Your objective
Count the lines below that contain the word "building", and report only that number.

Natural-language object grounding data
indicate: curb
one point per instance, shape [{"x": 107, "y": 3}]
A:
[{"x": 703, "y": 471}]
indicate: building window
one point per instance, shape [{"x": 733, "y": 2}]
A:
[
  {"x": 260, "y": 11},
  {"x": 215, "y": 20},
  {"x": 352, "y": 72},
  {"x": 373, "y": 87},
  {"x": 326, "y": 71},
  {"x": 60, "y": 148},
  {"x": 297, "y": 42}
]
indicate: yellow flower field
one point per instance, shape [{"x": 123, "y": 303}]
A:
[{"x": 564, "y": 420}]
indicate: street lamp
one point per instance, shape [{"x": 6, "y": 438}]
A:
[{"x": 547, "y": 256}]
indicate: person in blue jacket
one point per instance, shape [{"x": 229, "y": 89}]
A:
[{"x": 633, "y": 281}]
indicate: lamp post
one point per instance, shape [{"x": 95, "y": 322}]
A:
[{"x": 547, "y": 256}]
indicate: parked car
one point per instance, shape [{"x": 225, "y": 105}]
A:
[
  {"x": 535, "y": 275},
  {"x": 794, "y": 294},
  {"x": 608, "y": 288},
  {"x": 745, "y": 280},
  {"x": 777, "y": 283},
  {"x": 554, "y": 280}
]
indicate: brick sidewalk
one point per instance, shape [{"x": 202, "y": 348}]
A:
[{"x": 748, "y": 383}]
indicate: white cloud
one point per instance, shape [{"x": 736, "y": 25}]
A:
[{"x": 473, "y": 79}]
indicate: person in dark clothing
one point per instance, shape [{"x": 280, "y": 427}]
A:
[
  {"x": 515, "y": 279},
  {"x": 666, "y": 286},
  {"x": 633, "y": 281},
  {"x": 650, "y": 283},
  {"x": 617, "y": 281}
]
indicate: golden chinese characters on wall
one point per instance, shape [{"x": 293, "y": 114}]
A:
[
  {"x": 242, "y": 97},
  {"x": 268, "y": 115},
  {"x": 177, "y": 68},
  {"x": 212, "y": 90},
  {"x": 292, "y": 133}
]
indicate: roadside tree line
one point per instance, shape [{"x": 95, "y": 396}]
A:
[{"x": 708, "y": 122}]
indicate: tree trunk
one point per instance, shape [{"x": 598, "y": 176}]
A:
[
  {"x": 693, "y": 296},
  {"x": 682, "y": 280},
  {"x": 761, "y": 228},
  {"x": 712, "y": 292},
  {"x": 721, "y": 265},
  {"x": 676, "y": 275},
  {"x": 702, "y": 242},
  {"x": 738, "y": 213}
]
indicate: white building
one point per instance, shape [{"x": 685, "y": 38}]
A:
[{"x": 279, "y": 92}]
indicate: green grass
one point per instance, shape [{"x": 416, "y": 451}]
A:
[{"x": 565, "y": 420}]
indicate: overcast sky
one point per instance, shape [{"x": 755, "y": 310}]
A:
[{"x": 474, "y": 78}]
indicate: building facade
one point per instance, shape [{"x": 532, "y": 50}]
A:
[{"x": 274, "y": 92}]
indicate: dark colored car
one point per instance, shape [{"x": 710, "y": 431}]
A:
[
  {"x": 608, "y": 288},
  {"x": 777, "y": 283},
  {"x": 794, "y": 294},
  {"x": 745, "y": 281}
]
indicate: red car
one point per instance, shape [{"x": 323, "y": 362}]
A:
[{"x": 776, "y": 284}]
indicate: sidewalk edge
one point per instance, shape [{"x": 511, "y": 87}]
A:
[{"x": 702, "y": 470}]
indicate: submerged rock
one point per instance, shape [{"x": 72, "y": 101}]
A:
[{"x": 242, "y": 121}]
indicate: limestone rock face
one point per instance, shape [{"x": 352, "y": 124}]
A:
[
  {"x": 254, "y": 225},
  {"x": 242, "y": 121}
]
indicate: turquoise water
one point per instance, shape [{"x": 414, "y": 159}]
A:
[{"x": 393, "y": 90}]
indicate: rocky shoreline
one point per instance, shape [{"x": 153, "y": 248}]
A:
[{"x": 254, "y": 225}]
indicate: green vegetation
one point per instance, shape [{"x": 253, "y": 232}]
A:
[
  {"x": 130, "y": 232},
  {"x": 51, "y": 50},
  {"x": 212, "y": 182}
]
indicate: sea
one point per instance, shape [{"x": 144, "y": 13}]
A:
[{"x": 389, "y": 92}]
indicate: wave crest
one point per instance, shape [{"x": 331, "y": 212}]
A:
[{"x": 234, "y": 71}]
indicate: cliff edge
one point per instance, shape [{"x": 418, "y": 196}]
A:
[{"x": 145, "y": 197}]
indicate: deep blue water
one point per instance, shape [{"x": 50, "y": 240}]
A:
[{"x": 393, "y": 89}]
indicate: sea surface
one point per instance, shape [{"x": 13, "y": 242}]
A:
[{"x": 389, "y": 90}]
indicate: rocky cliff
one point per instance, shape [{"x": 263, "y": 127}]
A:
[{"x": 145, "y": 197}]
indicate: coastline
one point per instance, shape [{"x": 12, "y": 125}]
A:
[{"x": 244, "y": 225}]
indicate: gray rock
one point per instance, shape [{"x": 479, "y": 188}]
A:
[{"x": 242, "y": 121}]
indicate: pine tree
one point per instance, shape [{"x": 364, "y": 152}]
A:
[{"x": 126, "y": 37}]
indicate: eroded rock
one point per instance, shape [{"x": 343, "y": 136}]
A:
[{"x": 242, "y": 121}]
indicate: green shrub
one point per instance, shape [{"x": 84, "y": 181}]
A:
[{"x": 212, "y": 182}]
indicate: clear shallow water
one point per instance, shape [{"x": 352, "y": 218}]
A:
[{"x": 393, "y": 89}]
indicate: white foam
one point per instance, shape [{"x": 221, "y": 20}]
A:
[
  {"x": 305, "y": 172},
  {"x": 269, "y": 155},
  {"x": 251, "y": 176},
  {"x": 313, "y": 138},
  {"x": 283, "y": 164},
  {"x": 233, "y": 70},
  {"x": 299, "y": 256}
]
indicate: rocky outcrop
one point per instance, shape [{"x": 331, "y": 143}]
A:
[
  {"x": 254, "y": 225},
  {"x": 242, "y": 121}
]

Exercise result
3